What needs to be done
Reproduce the records that follow in full, excluding any picture they contain.
** START Listing **
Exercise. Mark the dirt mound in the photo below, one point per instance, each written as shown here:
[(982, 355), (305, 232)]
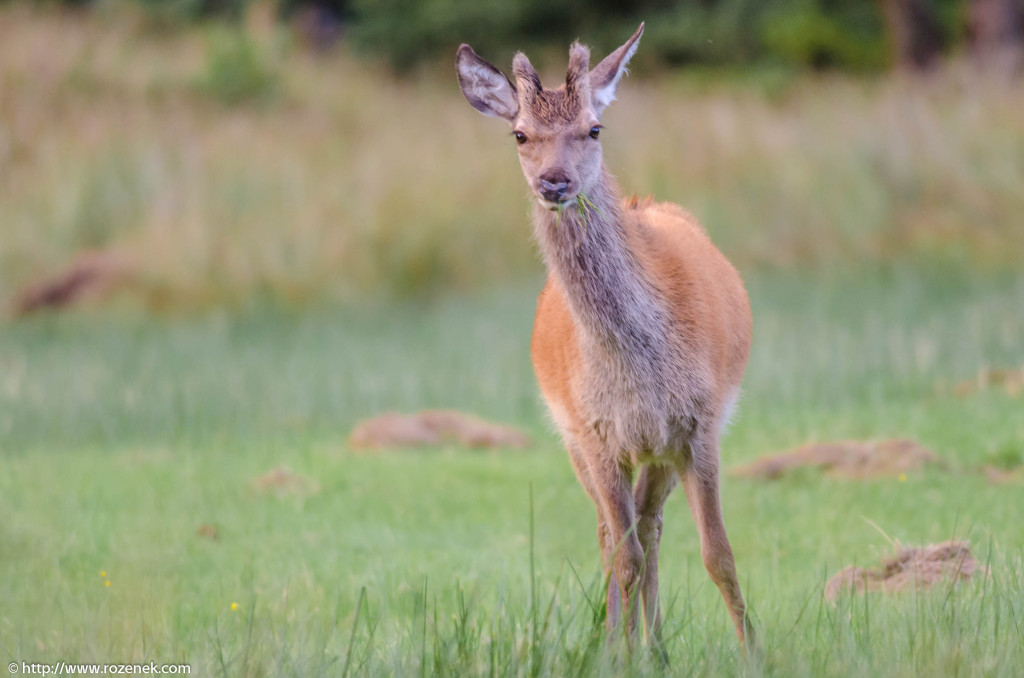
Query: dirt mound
[(1010, 380), (910, 568), (91, 276), (848, 459), (282, 481), (433, 427)]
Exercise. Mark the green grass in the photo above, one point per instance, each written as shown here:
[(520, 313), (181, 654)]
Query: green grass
[(120, 436)]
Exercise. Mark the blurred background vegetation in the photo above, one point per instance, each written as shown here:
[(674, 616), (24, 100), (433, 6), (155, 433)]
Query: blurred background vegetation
[(181, 154)]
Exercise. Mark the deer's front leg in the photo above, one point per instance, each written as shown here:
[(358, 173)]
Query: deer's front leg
[(652, 490), (612, 483), (604, 538)]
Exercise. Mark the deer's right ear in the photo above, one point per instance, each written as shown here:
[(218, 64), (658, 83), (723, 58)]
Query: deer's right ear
[(485, 87)]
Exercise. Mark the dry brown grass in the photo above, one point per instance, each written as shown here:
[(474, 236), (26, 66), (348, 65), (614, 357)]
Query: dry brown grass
[(847, 459), (432, 428), (348, 183), (911, 567)]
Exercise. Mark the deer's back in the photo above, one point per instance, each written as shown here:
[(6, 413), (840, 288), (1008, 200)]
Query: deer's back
[(702, 293)]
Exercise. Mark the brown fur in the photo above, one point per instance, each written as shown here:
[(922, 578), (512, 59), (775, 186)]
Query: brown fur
[(641, 335)]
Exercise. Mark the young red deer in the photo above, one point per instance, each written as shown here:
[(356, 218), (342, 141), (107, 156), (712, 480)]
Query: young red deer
[(642, 331)]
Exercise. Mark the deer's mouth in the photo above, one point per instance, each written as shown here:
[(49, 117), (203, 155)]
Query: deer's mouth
** END Listing **
Exercise result
Exercise. Mark the dirt mound in the photo below, one point per instance, each written as shown here:
[(982, 355), (305, 232)]
Query: dirt mound
[(1010, 380), (910, 568), (91, 276), (848, 459), (282, 481), (433, 427)]
Exercise. Mark the green grass in the photo above, one point per instance, each written as shown here:
[(520, 313), (181, 654)]
Query: green grass
[(120, 436)]
Exercise. Mark the blurred background vegetation in the photo above, one point per instance, each written as shown here:
[(674, 616), (24, 100), (433, 6), (155, 433)]
Query: blurred background vegetation
[(181, 154)]
Exercise. Mark the deer's front leg in the photo above, one point per instance, each written as shown here:
[(358, 173)]
Query: deer's front leg
[(652, 490), (612, 483), (604, 538)]
Exercise. Mark the deer's right ear in the photo above, one point per instance, each written as shown here:
[(218, 64), (658, 83), (723, 58)]
Query: deer's right ear
[(485, 87)]
Exercise. Mark the dry brown grass in the photo above, one point per instance, each written as shown here:
[(474, 236), (26, 66), (348, 65), (614, 357)]
Query: dry brown grass
[(847, 459), (432, 428), (348, 183), (911, 567)]
Exercise. Mark the deer's back in the photo above, one point per instance, each written as shown here:
[(6, 413), (840, 288), (1008, 200)]
Query: deer's back
[(702, 293)]
Exercise. Mark the brown fur in the photo above, one point per instance, each written as shown here:
[(922, 578), (512, 59), (775, 186)]
Query: brown fur
[(641, 335)]
Exercise. Mark the young red deer in the photo above, one point per instance, each written as shown here:
[(356, 218), (342, 141), (107, 156), (712, 480)]
Query: young red deer
[(642, 331)]
Exercise. Mark the deer's mouth in the photo above, one point per instance, each written as shown here:
[(49, 117), (203, 155)]
Query: deer's mouth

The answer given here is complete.